Pointing records
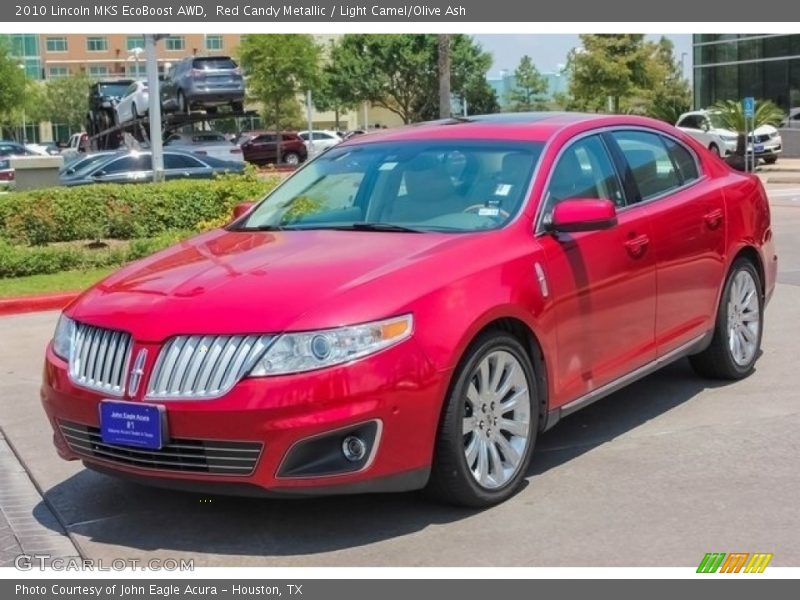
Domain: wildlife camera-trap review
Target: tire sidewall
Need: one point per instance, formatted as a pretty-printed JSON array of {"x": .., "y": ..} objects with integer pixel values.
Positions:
[
  {"x": 477, "y": 352},
  {"x": 722, "y": 317}
]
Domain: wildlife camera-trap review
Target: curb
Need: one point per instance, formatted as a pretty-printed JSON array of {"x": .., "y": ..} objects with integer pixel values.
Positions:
[{"x": 24, "y": 304}]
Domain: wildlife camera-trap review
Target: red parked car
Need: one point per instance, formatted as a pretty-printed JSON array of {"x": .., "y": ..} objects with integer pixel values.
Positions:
[
  {"x": 261, "y": 147},
  {"x": 413, "y": 307}
]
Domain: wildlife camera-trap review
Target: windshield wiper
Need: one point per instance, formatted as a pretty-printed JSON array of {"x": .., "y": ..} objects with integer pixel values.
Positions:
[
  {"x": 262, "y": 228},
  {"x": 377, "y": 227}
]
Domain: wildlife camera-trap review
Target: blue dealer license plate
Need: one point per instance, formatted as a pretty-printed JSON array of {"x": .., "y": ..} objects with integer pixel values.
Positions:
[{"x": 133, "y": 424}]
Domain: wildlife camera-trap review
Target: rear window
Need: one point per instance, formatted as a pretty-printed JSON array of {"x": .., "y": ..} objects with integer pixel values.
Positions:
[
  {"x": 213, "y": 63},
  {"x": 208, "y": 137},
  {"x": 113, "y": 89}
]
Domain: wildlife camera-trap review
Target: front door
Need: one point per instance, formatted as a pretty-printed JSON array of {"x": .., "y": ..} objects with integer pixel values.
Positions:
[{"x": 602, "y": 282}]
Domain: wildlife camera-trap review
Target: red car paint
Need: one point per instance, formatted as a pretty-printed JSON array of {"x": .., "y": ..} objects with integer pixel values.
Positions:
[{"x": 615, "y": 300}]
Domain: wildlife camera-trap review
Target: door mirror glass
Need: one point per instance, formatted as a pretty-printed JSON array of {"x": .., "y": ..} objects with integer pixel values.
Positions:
[{"x": 582, "y": 214}]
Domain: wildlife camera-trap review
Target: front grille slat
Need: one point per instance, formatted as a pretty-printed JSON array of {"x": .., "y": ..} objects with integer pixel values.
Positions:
[
  {"x": 204, "y": 366},
  {"x": 99, "y": 359},
  {"x": 216, "y": 457}
]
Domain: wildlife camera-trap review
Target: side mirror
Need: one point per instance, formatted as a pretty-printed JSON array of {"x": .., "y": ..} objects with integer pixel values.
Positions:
[
  {"x": 582, "y": 214},
  {"x": 241, "y": 209}
]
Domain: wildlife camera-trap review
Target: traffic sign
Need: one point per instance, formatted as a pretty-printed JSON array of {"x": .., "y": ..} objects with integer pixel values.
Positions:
[{"x": 749, "y": 104}]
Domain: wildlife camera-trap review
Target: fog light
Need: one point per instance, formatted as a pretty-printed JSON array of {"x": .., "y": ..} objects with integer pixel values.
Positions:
[{"x": 354, "y": 448}]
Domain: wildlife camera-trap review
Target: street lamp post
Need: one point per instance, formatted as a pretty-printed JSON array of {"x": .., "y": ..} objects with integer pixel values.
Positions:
[
  {"x": 135, "y": 53},
  {"x": 24, "y": 122}
]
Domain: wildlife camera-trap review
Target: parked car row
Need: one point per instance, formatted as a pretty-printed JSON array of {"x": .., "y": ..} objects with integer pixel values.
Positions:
[
  {"x": 707, "y": 128},
  {"x": 131, "y": 166}
]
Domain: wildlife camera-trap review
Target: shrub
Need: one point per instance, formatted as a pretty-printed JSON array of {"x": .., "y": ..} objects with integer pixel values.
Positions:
[
  {"x": 19, "y": 261},
  {"x": 124, "y": 211}
]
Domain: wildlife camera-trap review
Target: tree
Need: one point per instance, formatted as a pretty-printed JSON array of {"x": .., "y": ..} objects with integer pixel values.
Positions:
[
  {"x": 529, "y": 87},
  {"x": 333, "y": 91},
  {"x": 639, "y": 76},
  {"x": 443, "y": 57},
  {"x": 279, "y": 69},
  {"x": 13, "y": 83},
  {"x": 399, "y": 72},
  {"x": 65, "y": 101},
  {"x": 731, "y": 115}
]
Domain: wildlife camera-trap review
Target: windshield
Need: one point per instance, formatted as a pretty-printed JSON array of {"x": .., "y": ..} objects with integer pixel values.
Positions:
[
  {"x": 716, "y": 121},
  {"x": 420, "y": 185}
]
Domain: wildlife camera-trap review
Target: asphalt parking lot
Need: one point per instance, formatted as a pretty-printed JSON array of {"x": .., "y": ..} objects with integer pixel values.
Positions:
[{"x": 655, "y": 475}]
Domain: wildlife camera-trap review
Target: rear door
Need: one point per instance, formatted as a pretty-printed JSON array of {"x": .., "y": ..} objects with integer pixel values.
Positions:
[
  {"x": 687, "y": 211},
  {"x": 602, "y": 282}
]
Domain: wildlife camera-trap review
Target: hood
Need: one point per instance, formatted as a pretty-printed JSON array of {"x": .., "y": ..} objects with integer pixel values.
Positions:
[{"x": 255, "y": 282}]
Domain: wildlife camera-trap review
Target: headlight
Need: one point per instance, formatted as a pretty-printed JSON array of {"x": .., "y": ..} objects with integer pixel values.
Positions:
[
  {"x": 62, "y": 338},
  {"x": 299, "y": 352}
]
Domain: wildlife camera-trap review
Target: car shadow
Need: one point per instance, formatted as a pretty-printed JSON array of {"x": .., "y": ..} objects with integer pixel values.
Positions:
[{"x": 119, "y": 513}]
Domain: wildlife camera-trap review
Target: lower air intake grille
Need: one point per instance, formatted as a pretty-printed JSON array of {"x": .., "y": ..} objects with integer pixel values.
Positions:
[{"x": 190, "y": 456}]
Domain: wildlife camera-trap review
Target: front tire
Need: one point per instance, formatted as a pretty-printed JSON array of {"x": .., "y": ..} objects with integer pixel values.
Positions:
[
  {"x": 291, "y": 158},
  {"x": 488, "y": 426},
  {"x": 740, "y": 322}
]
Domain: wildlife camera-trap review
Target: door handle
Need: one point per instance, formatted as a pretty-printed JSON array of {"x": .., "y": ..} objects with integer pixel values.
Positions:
[
  {"x": 713, "y": 218},
  {"x": 637, "y": 245}
]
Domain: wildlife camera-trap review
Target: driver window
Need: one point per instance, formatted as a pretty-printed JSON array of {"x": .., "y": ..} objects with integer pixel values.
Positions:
[{"x": 584, "y": 170}]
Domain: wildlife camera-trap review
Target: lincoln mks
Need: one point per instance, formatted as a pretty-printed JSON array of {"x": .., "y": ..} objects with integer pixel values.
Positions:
[{"x": 413, "y": 307}]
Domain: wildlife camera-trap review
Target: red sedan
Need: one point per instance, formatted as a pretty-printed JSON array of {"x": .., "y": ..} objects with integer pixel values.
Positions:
[{"x": 413, "y": 307}]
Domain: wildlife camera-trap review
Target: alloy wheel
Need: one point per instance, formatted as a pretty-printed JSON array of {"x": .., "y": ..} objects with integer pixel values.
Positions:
[
  {"x": 744, "y": 318},
  {"x": 496, "y": 425}
]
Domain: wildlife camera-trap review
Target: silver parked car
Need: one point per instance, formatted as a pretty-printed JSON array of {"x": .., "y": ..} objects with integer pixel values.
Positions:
[
  {"x": 205, "y": 143},
  {"x": 137, "y": 167},
  {"x": 204, "y": 82}
]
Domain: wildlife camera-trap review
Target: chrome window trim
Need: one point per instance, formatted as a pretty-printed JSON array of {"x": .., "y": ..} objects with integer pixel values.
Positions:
[{"x": 539, "y": 229}]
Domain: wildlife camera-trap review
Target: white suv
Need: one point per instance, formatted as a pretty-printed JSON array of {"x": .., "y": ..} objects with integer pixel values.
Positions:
[{"x": 706, "y": 128}]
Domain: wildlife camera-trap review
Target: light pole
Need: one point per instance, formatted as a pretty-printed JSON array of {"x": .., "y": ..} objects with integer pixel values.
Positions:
[
  {"x": 24, "y": 123},
  {"x": 135, "y": 53},
  {"x": 683, "y": 63}
]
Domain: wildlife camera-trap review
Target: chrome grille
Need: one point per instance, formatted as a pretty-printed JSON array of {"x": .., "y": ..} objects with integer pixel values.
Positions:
[
  {"x": 194, "y": 456},
  {"x": 198, "y": 366},
  {"x": 99, "y": 358}
]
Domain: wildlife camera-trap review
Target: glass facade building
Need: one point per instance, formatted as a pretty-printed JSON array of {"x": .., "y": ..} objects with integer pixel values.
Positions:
[{"x": 733, "y": 66}]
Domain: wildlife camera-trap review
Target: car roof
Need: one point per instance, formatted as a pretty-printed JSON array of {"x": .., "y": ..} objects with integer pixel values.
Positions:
[{"x": 531, "y": 126}]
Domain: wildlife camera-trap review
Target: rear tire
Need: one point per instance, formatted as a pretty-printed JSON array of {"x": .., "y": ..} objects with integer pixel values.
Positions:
[
  {"x": 183, "y": 106},
  {"x": 291, "y": 158},
  {"x": 488, "y": 425},
  {"x": 740, "y": 323}
]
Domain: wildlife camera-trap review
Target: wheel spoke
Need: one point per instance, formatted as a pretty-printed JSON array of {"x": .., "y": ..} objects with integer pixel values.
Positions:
[
  {"x": 471, "y": 450},
  {"x": 495, "y": 462},
  {"x": 483, "y": 462},
  {"x": 507, "y": 381},
  {"x": 468, "y": 425},
  {"x": 516, "y": 428},
  {"x": 483, "y": 377},
  {"x": 511, "y": 454},
  {"x": 512, "y": 402},
  {"x": 473, "y": 396}
]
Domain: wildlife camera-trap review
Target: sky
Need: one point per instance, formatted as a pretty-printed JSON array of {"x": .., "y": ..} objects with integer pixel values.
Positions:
[{"x": 548, "y": 51}]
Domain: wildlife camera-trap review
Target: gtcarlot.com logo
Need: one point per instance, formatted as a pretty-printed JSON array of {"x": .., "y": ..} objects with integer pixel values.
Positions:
[
  {"x": 736, "y": 562},
  {"x": 28, "y": 562}
]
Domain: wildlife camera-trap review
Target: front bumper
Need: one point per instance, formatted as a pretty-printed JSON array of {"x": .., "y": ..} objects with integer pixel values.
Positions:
[{"x": 398, "y": 388}]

## Work instructions
Report how many lines in the entries above contain the string "windshield", treating case as significant, and give only that number.

## Output of the exercise
2